#### Extrait du document:
* * *

Les prévisions de croissance sont considérables, avec une production qui serait 10 à 300 fois supérieure à son niveau actuel au cours de la prochaine décennie 500 000 tonnes en 2030 (Rabobank), 1 million de tonnes vers 2027 (ADM), ou même 3 millions de tonnes en Europe vers 2030 (IPIFF).

Alors, l’élevage d’insectes du futur est-il un remède à l’élevage intensif ou une extension de celui-ci ?

Ce n’est pas une solution

Le principal argument avancé en faveur de l’élevage d’insectes est d’ordre environnemental. Ses promoteurs soutiennent que les insectes emploient moins de ressources et ont une empreinte carbone plus faible que d’autres animaux élevés pour leur chair. L’argument repose sur l’incroyable efficacité des insectes. En théorie, ils peuvent convertir 2,3 kg de déchets alimentaires (food waste) secs en 1 kg de viande comestible.

Mais ce n’est pas ce que fait réellement cette industrie. La plupart des élevages d’insectes utilisent des céréales, pas des déchets, probablement pour la même raison que la plupart des élevages de cochons et poulets : les céréales sont moins chères, plus sûres, il est plus facile de se les procurer et elles permettent une croissance plus rapide des animaux. Les quelques grandes fermes qui font valoir leur recours à des déchets semblent en réalité utiliser des sous-produits agricoles de haute qualité, tel que des semoules de maïs et des drêches de distillerie qui sans cela serviraient d’aliments à d’autres animaux d’élevage.

Les grandes fermes d’insectes ne produisent pas pour la consommation humaine. Un rapport de Rabobank écarte ce débouché en une ligne « le potentiel actuel des aliments à base d’insectes pour la consommation humaine est limité. » La plupart des insectes d’élevage servent à nourrir d’autres animaux, principalement des poissons et des poulets, mais aussi des animaux de compagnie. Les démarches entreprises par le secteur en témoignent : il fait actuellement pression sur l’Union européenne pour qu’il lui soit permis de vendre des insectes aux élevages industriels de poulets et de cochons, une mesure que le lobby de l’élevage d’insectes appelle « une étape importante ».

* * *

#### Jeu de données:
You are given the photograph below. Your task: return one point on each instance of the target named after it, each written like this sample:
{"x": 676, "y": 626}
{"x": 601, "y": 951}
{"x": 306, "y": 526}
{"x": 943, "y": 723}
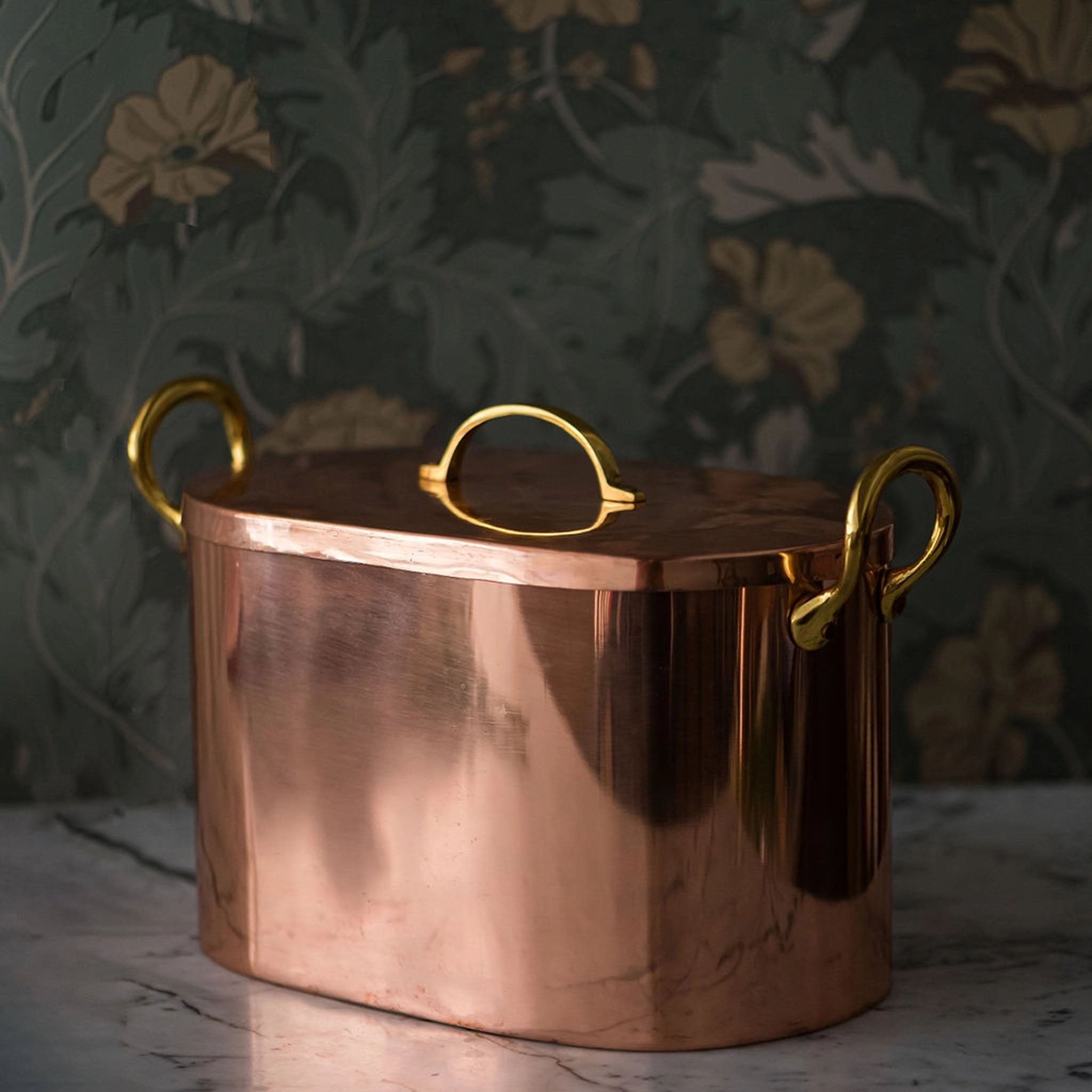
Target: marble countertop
{"x": 103, "y": 987}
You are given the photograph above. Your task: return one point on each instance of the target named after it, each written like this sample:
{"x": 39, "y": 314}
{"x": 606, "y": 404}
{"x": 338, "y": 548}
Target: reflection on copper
{"x": 635, "y": 820}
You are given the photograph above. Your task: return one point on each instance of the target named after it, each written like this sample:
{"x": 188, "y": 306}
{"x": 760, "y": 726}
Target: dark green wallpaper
{"x": 772, "y": 235}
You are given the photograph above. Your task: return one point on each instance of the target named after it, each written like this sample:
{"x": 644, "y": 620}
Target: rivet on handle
{"x": 810, "y": 619}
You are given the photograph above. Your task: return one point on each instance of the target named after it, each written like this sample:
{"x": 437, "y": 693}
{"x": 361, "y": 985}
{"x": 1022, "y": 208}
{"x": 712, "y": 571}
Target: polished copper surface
{"x": 612, "y": 817}
{"x": 698, "y": 528}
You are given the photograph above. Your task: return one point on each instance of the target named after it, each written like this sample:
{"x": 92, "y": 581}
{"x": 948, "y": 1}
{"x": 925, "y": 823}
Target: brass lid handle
{"x": 812, "y": 617}
{"x": 187, "y": 389}
{"x": 440, "y": 479}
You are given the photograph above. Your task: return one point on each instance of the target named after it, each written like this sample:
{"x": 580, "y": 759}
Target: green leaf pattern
{"x": 464, "y": 211}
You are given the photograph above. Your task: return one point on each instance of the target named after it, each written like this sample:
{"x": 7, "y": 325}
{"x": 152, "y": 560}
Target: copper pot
{"x": 615, "y": 778}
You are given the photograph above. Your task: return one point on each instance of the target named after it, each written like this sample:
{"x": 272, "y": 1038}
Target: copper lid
{"x": 697, "y": 529}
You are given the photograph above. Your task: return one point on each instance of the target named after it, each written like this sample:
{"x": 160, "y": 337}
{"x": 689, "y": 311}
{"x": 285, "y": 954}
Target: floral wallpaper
{"x": 774, "y": 234}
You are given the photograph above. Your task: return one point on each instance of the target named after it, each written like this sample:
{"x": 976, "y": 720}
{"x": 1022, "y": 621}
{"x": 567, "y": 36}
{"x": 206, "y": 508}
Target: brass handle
{"x": 440, "y": 479}
{"x": 810, "y": 619}
{"x": 187, "y": 389}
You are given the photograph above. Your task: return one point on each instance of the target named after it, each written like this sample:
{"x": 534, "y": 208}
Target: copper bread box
{"x": 474, "y": 749}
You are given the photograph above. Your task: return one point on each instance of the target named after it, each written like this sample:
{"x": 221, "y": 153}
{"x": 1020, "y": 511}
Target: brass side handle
{"x": 187, "y": 389}
{"x": 812, "y": 617}
{"x": 441, "y": 479}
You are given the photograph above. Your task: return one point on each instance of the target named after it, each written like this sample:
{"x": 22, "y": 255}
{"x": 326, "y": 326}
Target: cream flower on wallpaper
{"x": 790, "y": 310}
{"x": 183, "y": 142}
{"x": 1032, "y": 63}
{"x": 531, "y": 14}
{"x": 349, "y": 420}
{"x": 966, "y": 708}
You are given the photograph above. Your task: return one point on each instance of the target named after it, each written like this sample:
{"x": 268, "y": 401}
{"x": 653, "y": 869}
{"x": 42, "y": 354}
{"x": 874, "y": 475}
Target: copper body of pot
{"x": 617, "y": 780}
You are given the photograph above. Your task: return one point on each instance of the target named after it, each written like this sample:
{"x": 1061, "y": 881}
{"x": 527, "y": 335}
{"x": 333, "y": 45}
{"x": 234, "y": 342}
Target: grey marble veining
{"x": 103, "y": 987}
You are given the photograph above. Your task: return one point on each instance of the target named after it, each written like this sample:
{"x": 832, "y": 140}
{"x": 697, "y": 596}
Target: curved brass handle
{"x": 187, "y": 389}
{"x": 441, "y": 479}
{"x": 810, "y": 620}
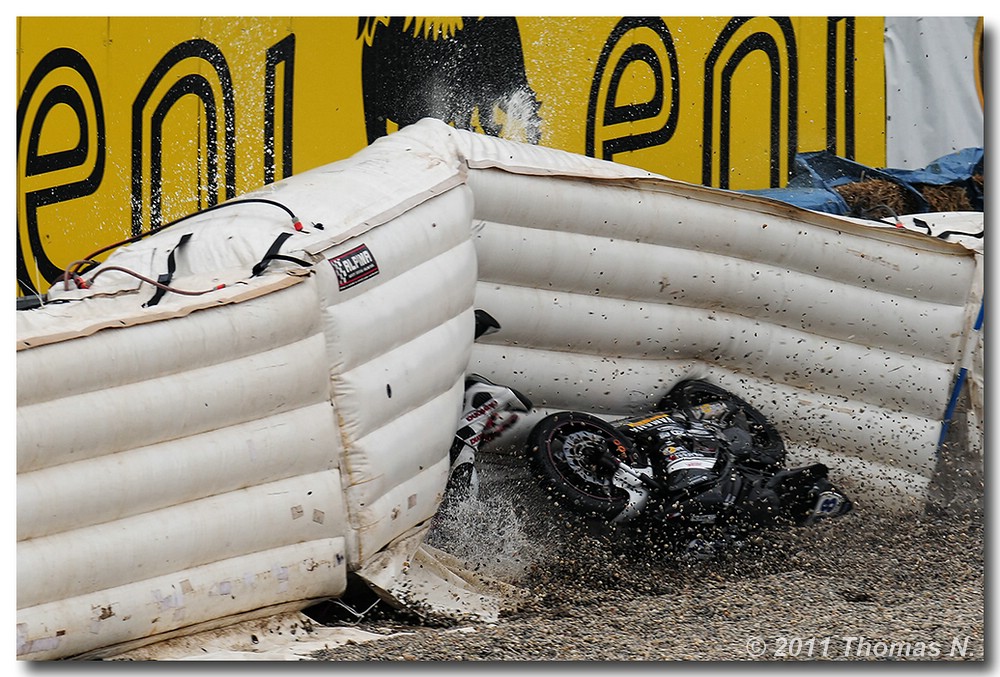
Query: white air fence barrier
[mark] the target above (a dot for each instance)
(282, 416)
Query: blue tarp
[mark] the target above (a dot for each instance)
(816, 175)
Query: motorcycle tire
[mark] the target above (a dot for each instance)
(565, 451)
(767, 441)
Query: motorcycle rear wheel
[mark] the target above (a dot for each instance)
(565, 451)
(767, 441)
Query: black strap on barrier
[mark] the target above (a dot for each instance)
(164, 279)
(272, 254)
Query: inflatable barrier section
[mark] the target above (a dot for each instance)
(227, 417)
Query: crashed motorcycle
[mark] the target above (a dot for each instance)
(705, 471)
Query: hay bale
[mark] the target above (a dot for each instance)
(876, 198)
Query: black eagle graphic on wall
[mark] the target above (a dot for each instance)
(466, 71)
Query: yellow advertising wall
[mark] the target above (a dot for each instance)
(125, 124)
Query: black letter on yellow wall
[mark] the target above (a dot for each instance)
(840, 82)
(147, 127)
(738, 40)
(45, 91)
(642, 46)
(281, 53)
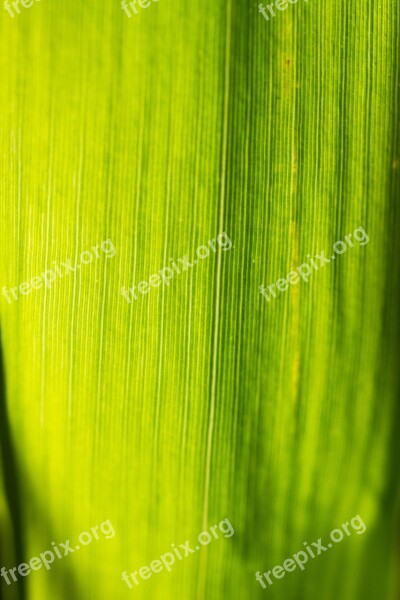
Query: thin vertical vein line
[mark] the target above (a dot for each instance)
(72, 329)
(44, 322)
(219, 264)
(160, 360)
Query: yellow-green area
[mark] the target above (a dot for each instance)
(200, 401)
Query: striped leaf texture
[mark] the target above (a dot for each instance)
(200, 131)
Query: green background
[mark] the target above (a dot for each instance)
(201, 401)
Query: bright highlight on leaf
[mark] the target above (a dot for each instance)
(201, 400)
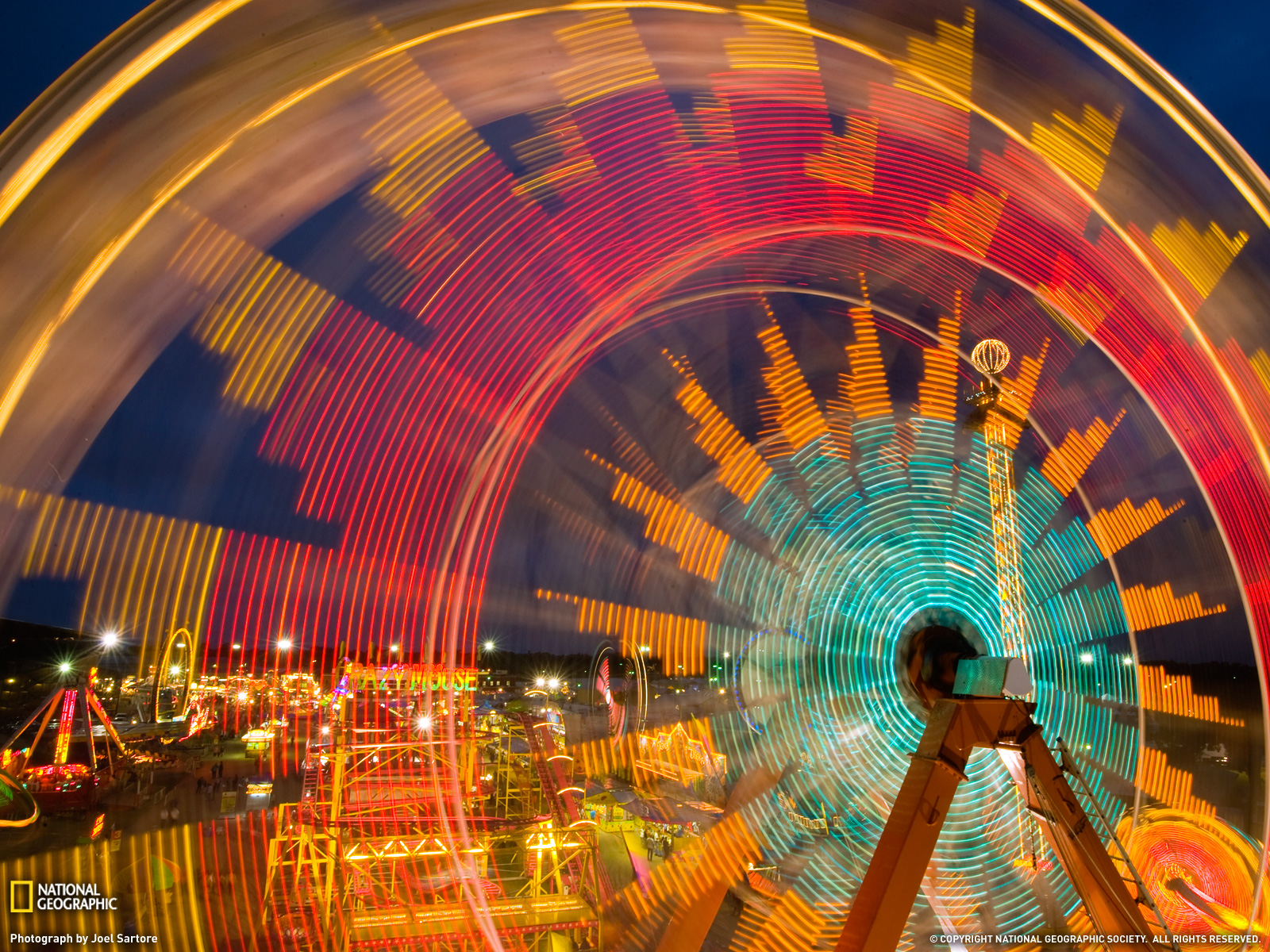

* * *

#### Exercice court A:
Selon l'extrait sur l'élevage d'insectes, à quoi sert la plupart des insectes d'élevage ?
#### Exercice court B:
Poursuivez l'extrait sur l'élevage d'insectes après sa dernière phrase.
Les items n'ont aucun rôle à jouer ici.

#### Réponse écrite A:
Ils servent à nourrir d'autres animaux, principalement des poissons et des poulets, mais aussi des animaux de compagnie.

#### Réponse écrite B:
Ce point est souvent absent des descriptions mirobolantes du potentiel qu’auraient les insectes de supplanter la viande qu’on trouve dans les médias. L’élevage d’insectes n’est pas un substitut à l’élevage industriel, c’est son fournisseur. La fameuse efficacité des insectes n’est donc qu’un leurre. Nourrir des insectes avec du maïs, pour ensuite nourrir des poulets avec des insectes, est intrinsèquement moins efficace que nourrir directement des poulets avec du maïs.

Le secteur rétorque que les insectes sont néanmoins une option plus écologique que la viande dans les aliments pour animaux compagnons (petfood) et dans les aliments utilisés par la pisciculture. L’argument concernant la petfood serait valable si les insectes remplaçaient de la viande de qualité similaire à celle destinée aux humains. Mais la « viande » utilisée pour les aliments pour chiens et chats est principalement composée de sous-produits, soit exactement le type de « déchets » que veulent employer les éleveurs d’insectes. (J’en dis davantage à ce sujet ici.)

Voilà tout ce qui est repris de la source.